Every entry is to be returned exactly as it stands; the pictures are to be dropped.

- Opening Delimiter -

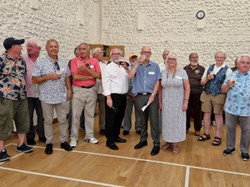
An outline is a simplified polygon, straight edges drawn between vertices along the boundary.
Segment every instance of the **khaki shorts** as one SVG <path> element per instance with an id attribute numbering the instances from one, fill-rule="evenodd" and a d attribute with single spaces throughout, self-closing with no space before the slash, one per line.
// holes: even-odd
<path id="1" fill-rule="evenodd" d="M 17 133 L 29 132 L 28 102 L 10 100 L 0 97 L 0 140 L 7 140 L 13 131 L 15 121 Z"/>
<path id="2" fill-rule="evenodd" d="M 215 114 L 220 114 L 223 111 L 223 106 L 225 103 L 226 95 L 218 94 L 212 95 L 202 92 L 201 94 L 201 110 L 202 112 L 214 112 Z"/>

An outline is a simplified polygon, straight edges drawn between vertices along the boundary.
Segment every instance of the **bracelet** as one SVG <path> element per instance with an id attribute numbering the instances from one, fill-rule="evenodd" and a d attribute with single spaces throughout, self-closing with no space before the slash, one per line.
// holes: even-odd
<path id="1" fill-rule="evenodd" d="M 154 93 L 152 93 L 151 95 L 152 95 L 152 96 L 155 96 L 155 94 L 154 94 Z"/>
<path id="2" fill-rule="evenodd" d="M 184 101 L 185 101 L 185 100 L 188 101 L 189 99 L 184 99 Z"/>

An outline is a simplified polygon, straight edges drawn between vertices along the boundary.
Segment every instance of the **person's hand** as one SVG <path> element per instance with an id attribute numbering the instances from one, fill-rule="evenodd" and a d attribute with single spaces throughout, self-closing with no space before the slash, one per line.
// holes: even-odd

- Closing Delimiter -

### [THE COMPLETED TASK]
An outline is a simplified polygon, straight edges drawn between vertices along the boundary.
Segment every instance of the **khaki shorts** as one SVG <path> element per instance with an id attribute numbering the instances from one, fill-rule="evenodd" and a d attribute with single spaces throughout, self-closing with no space before the slash, one per line.
// holes: even-odd
<path id="1" fill-rule="evenodd" d="M 17 133 L 29 132 L 28 102 L 10 100 L 0 97 L 0 140 L 7 140 L 13 131 L 15 121 Z"/>
<path id="2" fill-rule="evenodd" d="M 215 114 L 220 114 L 223 111 L 223 106 L 225 103 L 226 95 L 218 94 L 212 95 L 202 92 L 201 94 L 201 110 L 202 112 L 214 112 Z"/>

An outline is a simplified polygon, straight edges drawn between vertices along the boundary.
Segment every instance of the **bracelet** as one SVG <path> element per instance with an id attribute numbering the instances from one, fill-rule="evenodd" and a d attribute with single spaces throughout, self-closing with no space before the slash, one per line.
// holes: even-odd
<path id="1" fill-rule="evenodd" d="M 154 93 L 152 93 L 151 95 L 152 95 L 152 96 L 155 96 L 155 94 L 154 94 Z"/>
<path id="2" fill-rule="evenodd" d="M 184 101 L 185 101 L 185 100 L 188 101 L 189 99 L 184 99 Z"/>

An outline is a simplified polygon, straight edges drawn between vertices along the boundary.
Segment every instance of the **person's hand** as one SVG <path> element per instance with an id attribute numbering the instances from one, fill-rule="evenodd" and a d attribute with single spaces throughout, self-closing with no space before the slash, one per line.
// holes: even-odd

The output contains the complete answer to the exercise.